* [DATA FOR THIS TASK]:
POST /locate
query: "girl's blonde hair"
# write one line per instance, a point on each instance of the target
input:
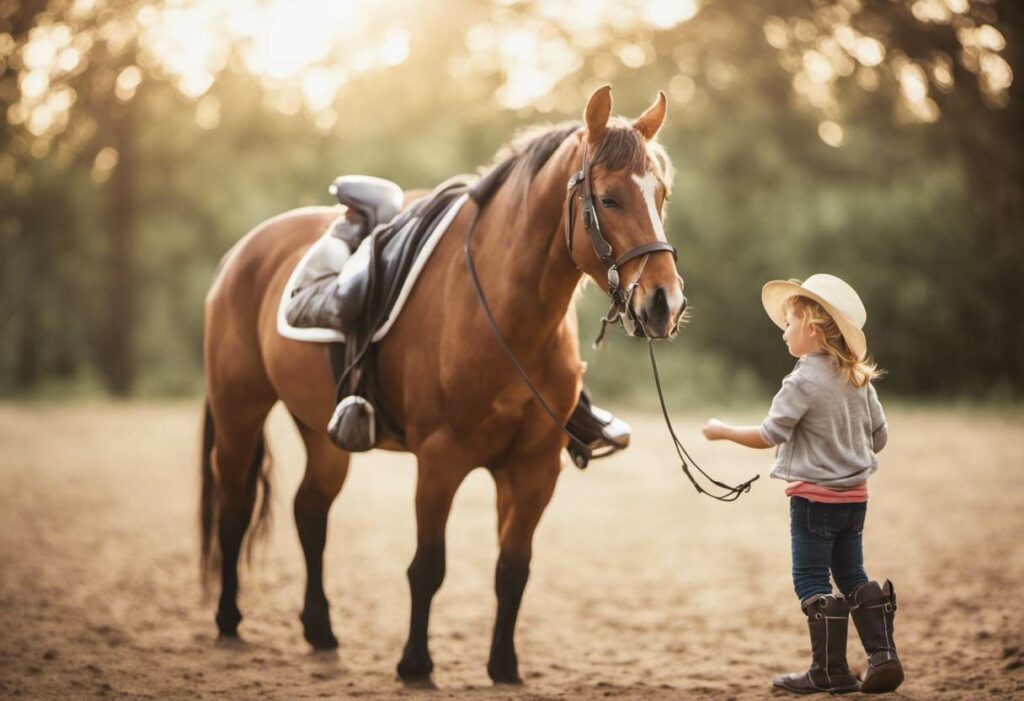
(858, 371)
---
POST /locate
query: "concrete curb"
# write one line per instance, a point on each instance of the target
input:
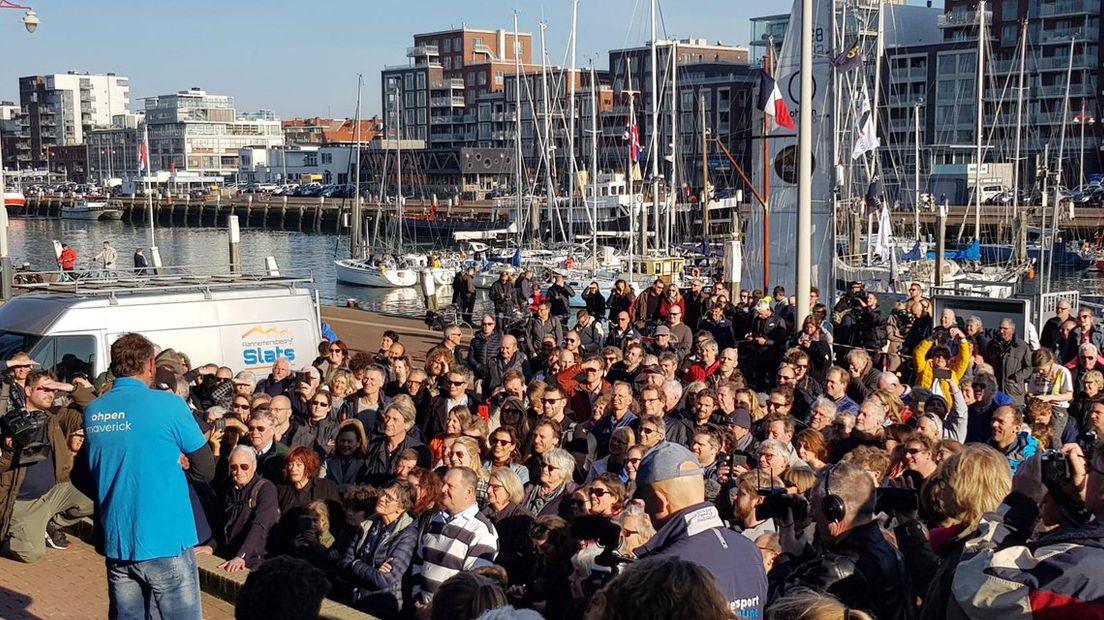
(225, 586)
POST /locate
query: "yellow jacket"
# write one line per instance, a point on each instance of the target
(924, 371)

* [INSTRUCTION]:
Extract each line of the entries above that contains the string "query", treating uppercase and lowercase letters as distinct.

* [EXERCISE SOLUTION]:
query: "girl's blonde hair"
query: "concrete curb"
query: "yellow jacket"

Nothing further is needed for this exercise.